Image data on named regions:
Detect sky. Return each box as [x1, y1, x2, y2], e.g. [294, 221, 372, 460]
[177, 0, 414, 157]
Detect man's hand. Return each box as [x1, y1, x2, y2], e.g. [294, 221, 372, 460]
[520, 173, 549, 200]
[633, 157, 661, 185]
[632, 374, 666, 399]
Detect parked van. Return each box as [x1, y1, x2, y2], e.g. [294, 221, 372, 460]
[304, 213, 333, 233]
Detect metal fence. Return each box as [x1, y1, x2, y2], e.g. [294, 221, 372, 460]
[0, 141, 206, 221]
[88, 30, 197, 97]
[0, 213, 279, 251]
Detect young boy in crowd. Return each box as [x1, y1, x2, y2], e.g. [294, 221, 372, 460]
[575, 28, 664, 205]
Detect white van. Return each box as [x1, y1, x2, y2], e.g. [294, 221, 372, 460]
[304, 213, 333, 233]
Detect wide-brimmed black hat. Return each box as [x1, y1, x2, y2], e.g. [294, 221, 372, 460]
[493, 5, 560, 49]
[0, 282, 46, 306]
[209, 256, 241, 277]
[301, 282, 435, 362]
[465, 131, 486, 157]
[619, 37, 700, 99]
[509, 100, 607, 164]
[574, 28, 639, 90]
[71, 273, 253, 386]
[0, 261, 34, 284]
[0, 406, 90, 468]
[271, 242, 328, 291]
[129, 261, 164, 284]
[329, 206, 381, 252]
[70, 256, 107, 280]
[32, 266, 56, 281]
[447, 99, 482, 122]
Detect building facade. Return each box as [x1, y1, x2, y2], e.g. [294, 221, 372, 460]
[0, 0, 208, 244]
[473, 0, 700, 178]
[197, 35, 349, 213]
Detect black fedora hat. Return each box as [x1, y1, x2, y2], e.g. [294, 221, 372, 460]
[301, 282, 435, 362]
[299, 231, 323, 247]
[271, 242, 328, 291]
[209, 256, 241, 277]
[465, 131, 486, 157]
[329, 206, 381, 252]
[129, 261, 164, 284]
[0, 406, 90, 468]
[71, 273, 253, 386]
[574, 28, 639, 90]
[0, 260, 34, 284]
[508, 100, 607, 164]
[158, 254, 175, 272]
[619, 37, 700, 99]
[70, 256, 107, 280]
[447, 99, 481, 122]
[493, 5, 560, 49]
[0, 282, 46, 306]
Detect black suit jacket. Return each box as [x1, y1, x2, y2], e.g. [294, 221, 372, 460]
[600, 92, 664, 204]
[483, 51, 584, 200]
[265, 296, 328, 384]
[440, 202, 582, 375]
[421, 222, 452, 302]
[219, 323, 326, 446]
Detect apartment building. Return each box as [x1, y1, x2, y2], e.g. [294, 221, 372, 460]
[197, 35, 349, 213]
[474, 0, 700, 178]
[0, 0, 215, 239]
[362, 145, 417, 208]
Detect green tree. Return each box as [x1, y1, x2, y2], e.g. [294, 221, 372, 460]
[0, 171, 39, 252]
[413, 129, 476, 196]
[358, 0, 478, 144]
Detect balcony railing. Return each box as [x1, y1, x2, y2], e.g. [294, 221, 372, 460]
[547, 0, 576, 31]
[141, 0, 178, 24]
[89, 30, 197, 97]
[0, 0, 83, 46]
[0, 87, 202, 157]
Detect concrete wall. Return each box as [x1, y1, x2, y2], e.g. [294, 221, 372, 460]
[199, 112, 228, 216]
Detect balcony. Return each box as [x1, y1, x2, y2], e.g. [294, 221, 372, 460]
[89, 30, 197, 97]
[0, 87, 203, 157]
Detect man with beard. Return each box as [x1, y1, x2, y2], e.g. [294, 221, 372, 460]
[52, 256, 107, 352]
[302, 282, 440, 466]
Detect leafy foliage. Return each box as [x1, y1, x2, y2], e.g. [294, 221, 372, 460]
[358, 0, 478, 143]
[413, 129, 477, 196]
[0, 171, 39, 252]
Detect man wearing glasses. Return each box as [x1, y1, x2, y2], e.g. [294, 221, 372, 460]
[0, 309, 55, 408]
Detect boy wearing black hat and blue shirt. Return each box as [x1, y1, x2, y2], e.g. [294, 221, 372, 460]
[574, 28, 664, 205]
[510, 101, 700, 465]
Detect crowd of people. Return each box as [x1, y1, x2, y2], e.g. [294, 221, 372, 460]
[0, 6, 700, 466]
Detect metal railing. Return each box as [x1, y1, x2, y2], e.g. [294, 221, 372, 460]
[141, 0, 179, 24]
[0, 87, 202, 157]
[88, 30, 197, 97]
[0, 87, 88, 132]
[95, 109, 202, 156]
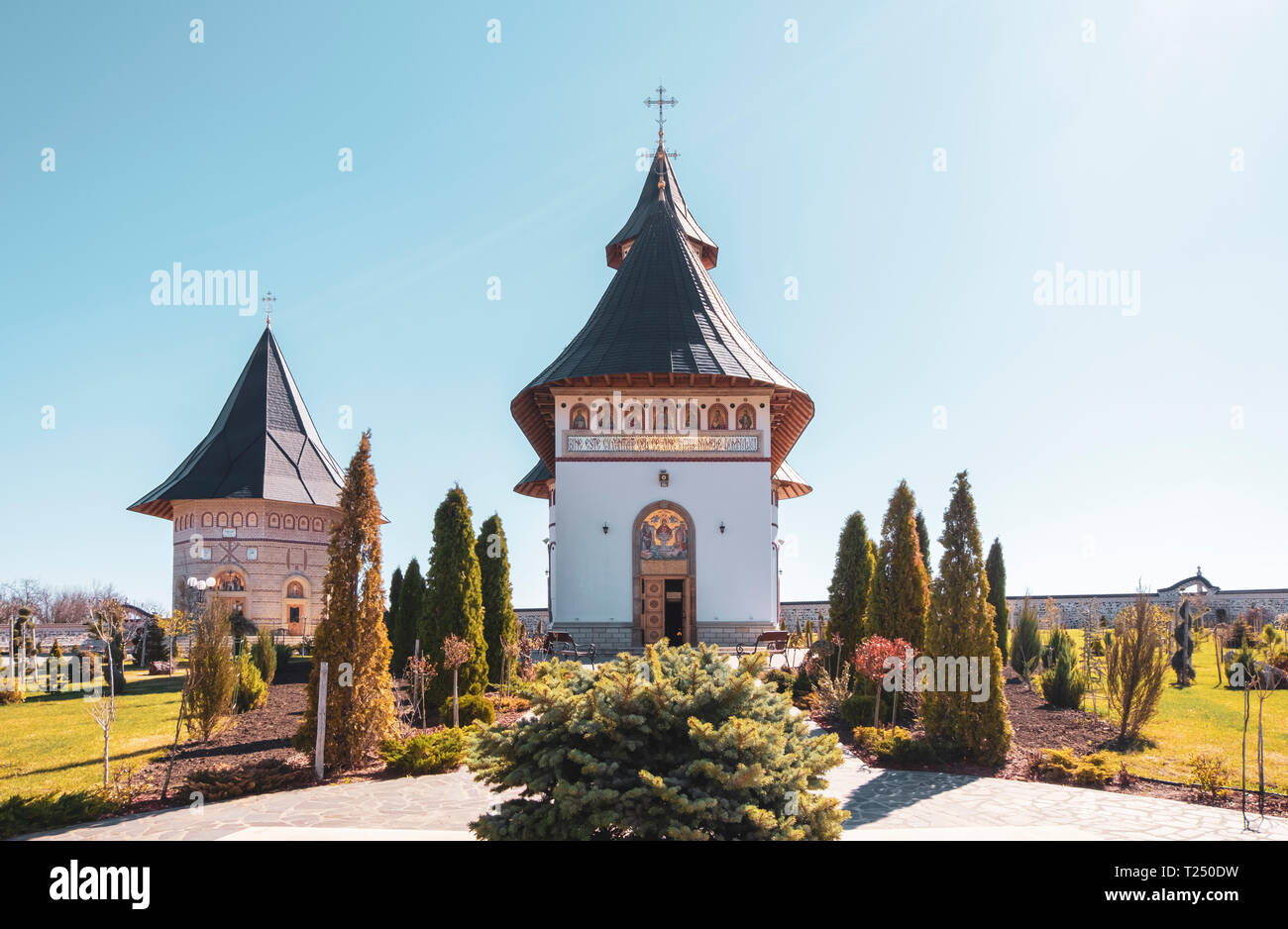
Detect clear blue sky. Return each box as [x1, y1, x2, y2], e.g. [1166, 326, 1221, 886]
[0, 1, 1288, 606]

Task: Copy all of the data above line for line, with no changes, and leave the pictures out.

Answer to this task:
Detect sky. Return each box as [x1, y1, x2, y2], e.g. [294, 221, 372, 460]
[177, 0, 414, 157]
Detect man's hand. Return each box as [x1, y1, x2, y2], e.g. [294, 221, 372, 460]
[520, 173, 549, 200]
[633, 157, 661, 185]
[632, 374, 666, 399]
Detect parked van. Return each box as [x1, y1, x2, y2], e.g. [294, 221, 372, 460]
[304, 213, 333, 233]
Detect metal fence. Return each box as [x1, y1, x2, y2], e.g. [294, 221, 372, 460]
[0, 141, 206, 221]
[88, 30, 197, 97]
[0, 213, 279, 251]
Detect young boy in crowd. Return each box as [x1, y1, x2, y2], e.g. [294, 221, 372, 460]
[575, 28, 664, 205]
Detect white van. Return each box as [x1, y1, x2, y2], e.g. [294, 221, 372, 460]
[304, 213, 333, 233]
Detect wide-brimmed black hat. Return each box as [x1, y1, x2, y2], e.g. [294, 221, 372, 460]
[493, 5, 560, 49]
[0, 282, 46, 306]
[209, 256, 241, 277]
[301, 282, 435, 362]
[465, 131, 486, 157]
[619, 37, 700, 99]
[509, 100, 607, 164]
[574, 28, 639, 90]
[71, 273, 253, 386]
[0, 261, 34, 284]
[0, 406, 90, 468]
[271, 242, 328, 291]
[129, 261, 164, 284]
[329, 206, 381, 252]
[70, 256, 107, 280]
[32, 266, 56, 281]
[447, 99, 482, 122]
Detect building facade. Return each box as [x1, y1, x2, y2], e.g. [294, 221, 372, 460]
[0, 0, 208, 244]
[473, 0, 700, 178]
[197, 35, 349, 213]
Detect black fedora hat. Return each box as [x1, y1, x2, y2], e.g. [294, 221, 372, 460]
[301, 282, 435, 362]
[299, 231, 323, 247]
[271, 242, 328, 291]
[209, 256, 241, 277]
[465, 131, 486, 157]
[329, 206, 381, 252]
[129, 261, 164, 284]
[0, 406, 90, 468]
[71, 273, 253, 386]
[574, 28, 639, 90]
[0, 260, 34, 284]
[508, 100, 607, 164]
[158, 254, 175, 272]
[619, 37, 700, 99]
[70, 256, 107, 280]
[447, 99, 481, 122]
[493, 5, 560, 49]
[0, 282, 46, 306]
Detect black suit jacket. Return each box as [x1, y1, x2, y2], e.g. [294, 221, 372, 460]
[600, 92, 664, 204]
[483, 51, 584, 200]
[265, 296, 328, 384]
[440, 202, 582, 375]
[421, 222, 452, 302]
[219, 323, 326, 446]
Detect apartment building. Return each box as [x1, y1, x2, y2], e.g. [294, 221, 372, 460]
[197, 35, 349, 213]
[474, 0, 700, 178]
[0, 0, 215, 239]
[362, 145, 417, 208]
Detect green tree. Return each box as [x1, y1, x2, y2], e.g. [294, 221, 372, 460]
[0, 171, 39, 252]
[413, 129, 476, 196]
[358, 0, 478, 144]
Detect balcony railing. Return each box as [x1, y1, x2, y2], e.g. [294, 221, 372, 460]
[547, 0, 576, 31]
[141, 0, 178, 24]
[89, 30, 197, 97]
[0, 0, 83, 46]
[0, 87, 202, 157]
Detect concrete wall. Return each box as [x1, y1, x2, y2], e.g. [294, 221, 372, 460]
[199, 112, 228, 216]
Detect balcony. Return each box as [x1, y1, x2, y2], e.g. [294, 221, 372, 460]
[89, 30, 197, 97]
[0, 87, 203, 157]
Detect man with beard. Return each box as [x1, y1, x2, y2], e.g. [294, 221, 372, 460]
[52, 256, 107, 352]
[302, 282, 440, 466]
Detect leafy foliage. Return each box as [x1, y1, x2, y2], e.g. [294, 221, 372, 460]
[358, 0, 478, 143]
[413, 129, 477, 196]
[0, 171, 39, 252]
Detect man wearing glasses. Return each box as [x1, y1, x2, y2], e.g. [294, 221, 372, 460]
[0, 309, 55, 408]
Detect boy wearing black hat and blue shirt. Return each box as [x1, y1, x2, y2], e.g. [294, 221, 372, 460]
[574, 28, 664, 205]
[510, 101, 700, 465]
Detect crowd of people. Return each box as [x1, y1, x2, y2], e.g. [294, 221, 372, 460]
[0, 6, 700, 466]
Detect metal railing. Return each box as [x1, y1, x2, y2], e.g. [294, 221, 372, 460]
[141, 0, 179, 24]
[0, 87, 202, 157]
[88, 30, 197, 97]
[0, 87, 88, 132]
[95, 109, 202, 156]
Detect clear blue sky. Return each box as [x1, y1, x2, y2], e.g. [1166, 326, 1221, 886]
[0, 1, 1288, 606]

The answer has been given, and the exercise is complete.